What is expected:
Could you count the lines below that include the word "silver" and give only the number?

[Image point grounding data]
◇ ◇ ◇ ◇ ◇

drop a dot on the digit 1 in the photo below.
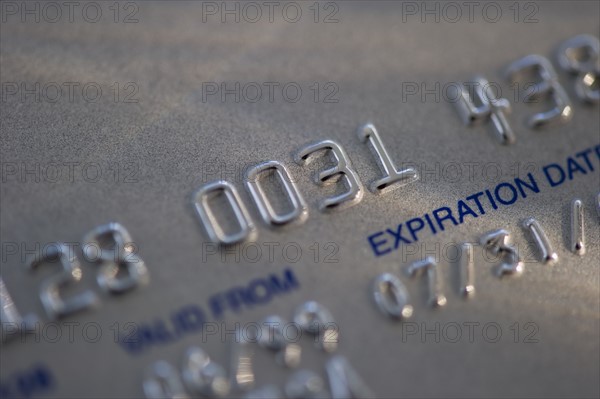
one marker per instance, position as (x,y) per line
(392,175)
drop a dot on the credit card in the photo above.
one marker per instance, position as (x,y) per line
(309,199)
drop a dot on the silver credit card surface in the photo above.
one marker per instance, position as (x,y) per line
(300,199)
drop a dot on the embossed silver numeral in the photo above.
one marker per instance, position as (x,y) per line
(50,291)
(580,56)
(577,232)
(547,253)
(467,272)
(268,214)
(497,242)
(117,255)
(11,321)
(342,170)
(548,86)
(242,373)
(485,106)
(434,283)
(391,296)
(214,230)
(393,178)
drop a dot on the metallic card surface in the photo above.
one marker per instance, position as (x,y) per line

◇ ◇ ◇ ◇ ◇

Exercise result:
2